_Page extract_:
One canvas shows a blaze engulfing everything in its path leaving only eerie silhouettes of gums, and a powerful message. This is heightened by Nick’s dramatic use of colour. Slashes of orange sound a warning, but at the end there is hope.

“A small blue waterhole protected from the firestorm becomes a sanctuary” Nick explains. “My paintings still have optimism, and the last works I completed for Vital Signs explore reconstruction after these horrific events.”

melissa smith — sounds of silence

Published 16 May 2020

Silence is golden in the beautiful prints of Melissa Smith’s latest offering, where depiction of nature goes Beyond Thought.

In her upcoming exhibition, Melissa explores the silence of the bush and how it allows us to go ‘beyond’ the boundaries of our busy everyday lives.

“I have always been drawn to places that are quiet. Places that offer you a chance for self-reflection and awareness, where you have the chance to clear your mind and go beyond thought in that silence.”

_Records supplied_:
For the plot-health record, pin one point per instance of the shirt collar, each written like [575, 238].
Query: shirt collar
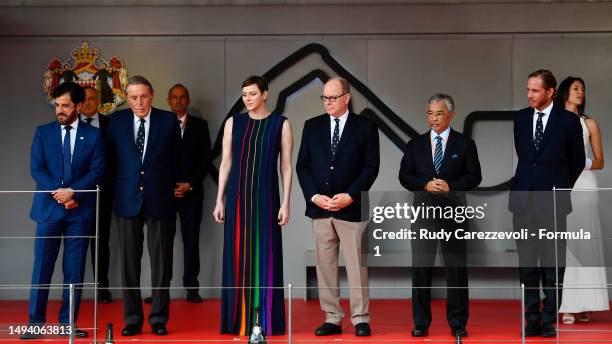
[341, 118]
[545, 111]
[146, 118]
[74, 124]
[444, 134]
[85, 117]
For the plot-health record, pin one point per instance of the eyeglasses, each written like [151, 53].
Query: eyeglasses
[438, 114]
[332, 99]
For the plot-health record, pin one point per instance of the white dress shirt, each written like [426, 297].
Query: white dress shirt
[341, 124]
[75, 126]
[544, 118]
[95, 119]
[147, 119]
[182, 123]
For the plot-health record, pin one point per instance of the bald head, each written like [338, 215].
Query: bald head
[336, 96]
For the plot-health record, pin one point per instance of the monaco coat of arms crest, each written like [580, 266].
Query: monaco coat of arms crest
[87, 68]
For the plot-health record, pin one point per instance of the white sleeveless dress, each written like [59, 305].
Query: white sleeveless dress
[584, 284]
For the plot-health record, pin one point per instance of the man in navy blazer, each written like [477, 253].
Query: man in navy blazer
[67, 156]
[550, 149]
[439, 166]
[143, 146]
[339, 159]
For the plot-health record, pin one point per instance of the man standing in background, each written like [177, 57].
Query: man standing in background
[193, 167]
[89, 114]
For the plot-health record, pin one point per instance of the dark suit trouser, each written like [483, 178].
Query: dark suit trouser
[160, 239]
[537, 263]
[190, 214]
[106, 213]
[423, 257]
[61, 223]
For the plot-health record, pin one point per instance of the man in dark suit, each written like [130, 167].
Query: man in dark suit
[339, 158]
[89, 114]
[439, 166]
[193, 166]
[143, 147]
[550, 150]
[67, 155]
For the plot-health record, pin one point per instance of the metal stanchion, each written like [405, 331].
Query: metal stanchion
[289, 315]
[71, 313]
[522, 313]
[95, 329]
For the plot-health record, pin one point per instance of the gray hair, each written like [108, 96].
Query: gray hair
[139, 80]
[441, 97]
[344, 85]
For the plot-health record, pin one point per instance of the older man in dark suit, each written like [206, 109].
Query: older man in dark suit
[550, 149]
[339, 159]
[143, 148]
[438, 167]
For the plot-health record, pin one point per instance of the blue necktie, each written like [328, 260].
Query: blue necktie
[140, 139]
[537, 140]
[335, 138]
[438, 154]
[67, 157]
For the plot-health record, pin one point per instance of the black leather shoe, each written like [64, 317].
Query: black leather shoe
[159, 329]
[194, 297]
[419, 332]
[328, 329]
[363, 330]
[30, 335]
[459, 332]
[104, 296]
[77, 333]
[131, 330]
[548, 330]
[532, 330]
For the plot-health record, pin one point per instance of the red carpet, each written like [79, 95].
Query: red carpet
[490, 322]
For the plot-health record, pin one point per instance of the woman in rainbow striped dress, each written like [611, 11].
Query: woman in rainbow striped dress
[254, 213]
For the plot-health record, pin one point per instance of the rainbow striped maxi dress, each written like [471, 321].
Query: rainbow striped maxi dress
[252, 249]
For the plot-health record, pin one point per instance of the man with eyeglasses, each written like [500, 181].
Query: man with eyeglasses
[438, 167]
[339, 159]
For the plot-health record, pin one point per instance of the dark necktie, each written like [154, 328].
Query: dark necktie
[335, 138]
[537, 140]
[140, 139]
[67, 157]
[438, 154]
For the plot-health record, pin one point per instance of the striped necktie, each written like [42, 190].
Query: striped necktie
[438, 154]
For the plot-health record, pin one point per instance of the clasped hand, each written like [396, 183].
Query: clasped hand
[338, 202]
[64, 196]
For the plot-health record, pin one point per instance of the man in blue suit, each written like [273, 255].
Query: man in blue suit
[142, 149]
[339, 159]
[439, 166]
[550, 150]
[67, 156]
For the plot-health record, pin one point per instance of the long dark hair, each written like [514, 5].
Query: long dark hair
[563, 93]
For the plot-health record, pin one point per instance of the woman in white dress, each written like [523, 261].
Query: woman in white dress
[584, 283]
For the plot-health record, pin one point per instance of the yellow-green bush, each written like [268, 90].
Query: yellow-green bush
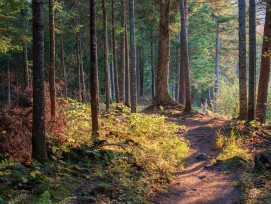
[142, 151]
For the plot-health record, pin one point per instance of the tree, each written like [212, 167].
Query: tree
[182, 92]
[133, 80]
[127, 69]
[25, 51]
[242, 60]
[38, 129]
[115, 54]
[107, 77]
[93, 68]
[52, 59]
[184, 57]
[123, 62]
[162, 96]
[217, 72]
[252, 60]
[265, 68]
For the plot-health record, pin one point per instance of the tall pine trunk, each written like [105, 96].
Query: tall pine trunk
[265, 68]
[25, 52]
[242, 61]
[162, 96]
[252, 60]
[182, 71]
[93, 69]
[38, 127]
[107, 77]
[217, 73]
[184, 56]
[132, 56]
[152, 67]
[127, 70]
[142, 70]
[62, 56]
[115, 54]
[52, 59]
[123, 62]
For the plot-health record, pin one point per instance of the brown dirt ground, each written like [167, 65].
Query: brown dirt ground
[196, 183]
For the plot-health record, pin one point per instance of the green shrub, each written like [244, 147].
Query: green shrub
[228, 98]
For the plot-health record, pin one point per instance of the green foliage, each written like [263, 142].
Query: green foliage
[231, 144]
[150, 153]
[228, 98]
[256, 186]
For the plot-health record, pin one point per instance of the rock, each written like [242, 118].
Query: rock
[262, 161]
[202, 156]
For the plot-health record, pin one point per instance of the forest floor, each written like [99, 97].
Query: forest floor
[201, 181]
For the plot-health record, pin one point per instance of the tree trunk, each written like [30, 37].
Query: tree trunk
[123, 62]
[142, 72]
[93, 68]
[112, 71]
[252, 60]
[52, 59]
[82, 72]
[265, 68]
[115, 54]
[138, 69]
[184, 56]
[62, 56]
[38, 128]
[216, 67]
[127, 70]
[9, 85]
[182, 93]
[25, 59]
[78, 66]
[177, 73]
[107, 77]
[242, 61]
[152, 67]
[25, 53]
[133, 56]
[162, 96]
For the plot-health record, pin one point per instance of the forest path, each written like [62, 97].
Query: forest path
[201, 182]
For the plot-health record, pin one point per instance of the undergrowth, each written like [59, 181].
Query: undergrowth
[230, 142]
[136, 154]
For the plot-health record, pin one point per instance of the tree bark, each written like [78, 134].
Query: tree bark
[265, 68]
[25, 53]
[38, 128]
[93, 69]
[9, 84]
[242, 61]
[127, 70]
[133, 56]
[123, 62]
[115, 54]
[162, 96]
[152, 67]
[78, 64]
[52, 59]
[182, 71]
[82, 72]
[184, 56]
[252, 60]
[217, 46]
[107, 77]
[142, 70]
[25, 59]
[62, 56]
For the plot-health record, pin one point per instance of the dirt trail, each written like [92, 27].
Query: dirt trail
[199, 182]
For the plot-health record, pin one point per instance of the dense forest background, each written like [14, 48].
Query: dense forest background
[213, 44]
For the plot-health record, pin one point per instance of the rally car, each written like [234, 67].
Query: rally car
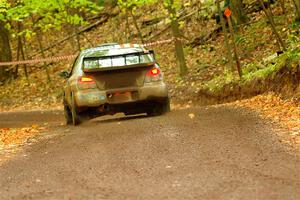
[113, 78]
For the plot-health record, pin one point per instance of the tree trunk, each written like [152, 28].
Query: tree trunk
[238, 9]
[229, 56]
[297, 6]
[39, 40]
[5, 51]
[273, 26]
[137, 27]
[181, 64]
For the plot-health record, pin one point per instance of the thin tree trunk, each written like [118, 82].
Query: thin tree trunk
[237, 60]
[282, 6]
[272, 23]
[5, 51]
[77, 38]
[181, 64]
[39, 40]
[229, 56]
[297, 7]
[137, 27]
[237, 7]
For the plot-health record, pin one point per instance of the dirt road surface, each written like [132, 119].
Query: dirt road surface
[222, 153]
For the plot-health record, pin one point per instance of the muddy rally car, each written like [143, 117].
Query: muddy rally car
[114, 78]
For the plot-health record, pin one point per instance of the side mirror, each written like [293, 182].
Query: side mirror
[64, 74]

_What is needed_:
Carry on the art exhibition article, picking up right after its last sentence. The listing comes from a separate source that is unrelated to the art exhibition article.

_Expected answer_:
In this exhibition Melissa takes us to two different bodies of water that are enveloped in stillness and tranquility.

Most of the delicate prints in Beyond Thought were completed during a recent project to capture the bio-diversity around the Manly-Dam Reserve in Sydney. But, there are also scenes from Lake Sorell in Tasmania’s isolated Central Highlands.

Stillness may reign, but Melissa’s prints are a complex layering of trees, rocks, wildflowers and water in a wash of blue. A handful are fleshy-pink reflecting the colour on gum trees at Lake Sorell where the bark has been torn away.

Ironically, the beautiful silence of Melissa’s exhibition comes at a time when the covid-19 pandemic has shut down our busy lives.

“We are living in a very quiet world at the moment. It is giving us a chance to slow down and take a deep breath,” Melissa concludes.

handmark consultancy — architectural art

Published 3 April 2020

The paintings of Tasmanian artist Robyn McKinnon adorn the walls of one of Melbourne’s most prestigious new apartment buildings as Handmark continues to prove it’s ‘more than a gallery’.

With joinery from Milan, and inspiration from Frank Lloyd Wright, The Springfield in Toorak embodies the finest craftsmanship. Now, art is also taking centre stage.

Handmark was enlisted to bring Springfield’s ‘foyer to life with art’ and the results are stunning: “Most of our residents are serious collectors of art and we needed something really special to become the focal point as you entered the building,” Tisha Lee, from K2LD Architects, explained.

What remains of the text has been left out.